▸ **Text excerpt**:
-------------------------
At first, things didn't seem any different.
When I say that, I mean that a diagnosis didn't really change the family dynamics very much, at least not in the first few weeks. We found out about my mom, and I was so young that I immediately assumed the worst. I thought that by the next day, she was going to be bedridden forever. That's why I was surprised when I woke up the next morning and found her cooking breakfast for me, standing in her pajamas with the news on TV. Everything appeared normal, just how it was 24 hours earlier when we hadn't known.
As a matter of fact, I got so used to this illusion of normalcy that her illness didn't really seem like a real issue that would eventually implode. Part of that was definitely due to my immaturity and inability to think about the long term future. Another part of that was how my mom was still going to work, picking me up from school, and taking me shopping. Despite a clear diagnosis, it didn't feel like anything would actually change until one night in particular.
I was getting ready to go to bed after another regular, average day; I'd finished my homework, brushed my teeth, and was about to fall asleep when I heard her call my name from down the hall.
Confused, I walked into her room, where she was sitting sprawled out on her bed. At this point in time, she had begun to lose her hair from chemotherapy, but she had only lost a little bit of it. When she called me into her room, I saw that she had an electric razor in her hand. Before I knew what was happening, she was asking me if I would shave her head for her.
-------------------------
▸ **To do**:
(a) From the narrative about the mother's diagnosis, extract everything from "When I say that, I" down to "we hadn't known.".
(b) According to the narrative about the mother's diagnosis, what things did the mother keep doing in the weeks after the diagnosis?
(c) Write what comes next in the narrative about the mother's diagnosis, picking up after its final sentence.
The listing that comes next has no connection to the narrative about the mother's diagnosis.

Referring expression data
-------------------------
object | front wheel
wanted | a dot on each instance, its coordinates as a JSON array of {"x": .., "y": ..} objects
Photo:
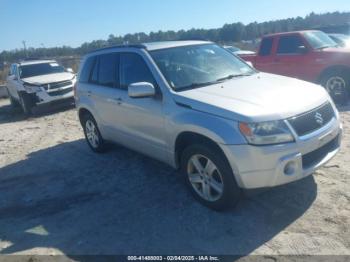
[
  {"x": 92, "y": 134},
  {"x": 337, "y": 83},
  {"x": 210, "y": 177},
  {"x": 26, "y": 104}
]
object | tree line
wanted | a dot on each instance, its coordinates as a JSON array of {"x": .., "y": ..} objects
[{"x": 229, "y": 33}]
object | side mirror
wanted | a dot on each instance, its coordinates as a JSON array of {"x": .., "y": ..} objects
[
  {"x": 302, "y": 50},
  {"x": 141, "y": 90},
  {"x": 70, "y": 70}
]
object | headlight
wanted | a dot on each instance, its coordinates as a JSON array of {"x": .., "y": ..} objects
[
  {"x": 32, "y": 88},
  {"x": 266, "y": 133}
]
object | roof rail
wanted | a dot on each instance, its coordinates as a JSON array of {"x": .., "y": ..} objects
[{"x": 140, "y": 46}]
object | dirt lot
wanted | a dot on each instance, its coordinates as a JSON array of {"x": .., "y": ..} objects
[{"x": 59, "y": 197}]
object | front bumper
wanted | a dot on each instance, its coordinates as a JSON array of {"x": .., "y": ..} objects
[
  {"x": 269, "y": 166},
  {"x": 45, "y": 98}
]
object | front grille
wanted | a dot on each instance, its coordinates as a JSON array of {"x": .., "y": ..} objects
[
  {"x": 316, "y": 156},
  {"x": 313, "y": 120},
  {"x": 60, "y": 92},
  {"x": 58, "y": 85}
]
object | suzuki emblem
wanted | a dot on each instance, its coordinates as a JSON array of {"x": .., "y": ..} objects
[{"x": 319, "y": 119}]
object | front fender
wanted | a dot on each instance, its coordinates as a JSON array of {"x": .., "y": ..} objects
[{"x": 219, "y": 130}]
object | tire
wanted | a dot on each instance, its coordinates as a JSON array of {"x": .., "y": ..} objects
[
  {"x": 92, "y": 134},
  {"x": 26, "y": 103},
  {"x": 337, "y": 83},
  {"x": 214, "y": 186},
  {"x": 14, "y": 103}
]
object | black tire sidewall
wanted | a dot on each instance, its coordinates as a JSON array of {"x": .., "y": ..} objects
[
  {"x": 101, "y": 143},
  {"x": 345, "y": 92},
  {"x": 14, "y": 103},
  {"x": 25, "y": 104},
  {"x": 232, "y": 192}
]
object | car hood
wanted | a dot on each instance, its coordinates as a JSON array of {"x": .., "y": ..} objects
[
  {"x": 244, "y": 52},
  {"x": 50, "y": 78},
  {"x": 260, "y": 97}
]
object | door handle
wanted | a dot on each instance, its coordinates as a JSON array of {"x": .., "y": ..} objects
[{"x": 117, "y": 100}]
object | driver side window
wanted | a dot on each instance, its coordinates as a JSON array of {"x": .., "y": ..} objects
[
  {"x": 133, "y": 69},
  {"x": 290, "y": 45}
]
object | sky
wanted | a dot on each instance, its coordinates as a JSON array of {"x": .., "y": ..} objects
[{"x": 51, "y": 23}]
-------------------------
▸ **Your written answers**:
(a)
When I say that, I mean that a diagnosis didn't really change the family dynamics very much, at least not in the first few weeks. We found out about my mom, and I was so young that I immediately assumed the worst. I thought that by the next day, she was going to be bedridden forever. That's why I was surprised when I woke up the next morning and found her cooking breakfast for me, standing in her pajamas with the news on TV. Everything appeared normal, just how it was 24 hours earlier when we hadn't known.

(b)
- Going to work
- Picking the narrator up from school
- Taking the narrator shopping

(c)
She wasn't crying. She didn't look scared. She looked like she had accepted it, even the fact that she was going to lose all her hair eventually. She just wanted to get that part over with. On the other hand, I had been so oblivious that I didn't even know there was anything to accept in the first place.
That's why all I can say is that things like that don't happen overnight. When I saw that nothing had changed in 24 hours, my 14-year old self jumped to the conclusion that nothing would change ever. Maybe it's because I was young and didn't know any better, but I've gained a lot more perspective in the past couple years about what cancer really is like. It might not immediately become obvious, but that doesn't mean it never will. And even if it isn't obvious, it doesn't mean that your friend or family member isn't suffering at all.
My mom currently rocks her wig like a model, but a few years ago, I didn't even know a wig was going to happen. Now I know that anything can happen, and being prepared is always better than being blind.